■ **Action item**
The whole of the data must be transcribed exactly.

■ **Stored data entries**
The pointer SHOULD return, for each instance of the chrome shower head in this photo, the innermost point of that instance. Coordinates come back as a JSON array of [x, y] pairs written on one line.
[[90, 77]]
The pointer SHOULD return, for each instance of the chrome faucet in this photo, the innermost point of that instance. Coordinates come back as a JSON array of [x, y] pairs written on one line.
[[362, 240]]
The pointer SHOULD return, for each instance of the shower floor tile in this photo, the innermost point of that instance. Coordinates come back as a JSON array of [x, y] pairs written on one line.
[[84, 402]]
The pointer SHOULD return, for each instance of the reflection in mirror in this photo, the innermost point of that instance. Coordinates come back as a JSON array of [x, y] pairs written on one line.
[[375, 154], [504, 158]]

■ **Completed task**
The pointer SHOULD return, for each instance of the chrome shower head in this photo, the innermost point of that instance. Coordinates come back as a JSON array of [x, y] pairs written on one line.
[[90, 77]]
The pointer SHOULD return, for each instance of the chrome faucet in this photo, the innermost point of that instance. Coordinates come back as a JSON array of [x, y] pairs written on one line.
[[362, 240]]
The pointer SHOULD return, for each instance of the shower floor tile in this photo, the innermost point of that instance. Coordinates come back as a JSON array of [x, y] pairs written on one line.
[[84, 402]]
The pointer SHOULD return, for each instance of the reflection in mirror in this photo, the innermost point of that instance. Coordinates come back as a JSON array of [x, y] pairs written on one line.
[[375, 154], [504, 158]]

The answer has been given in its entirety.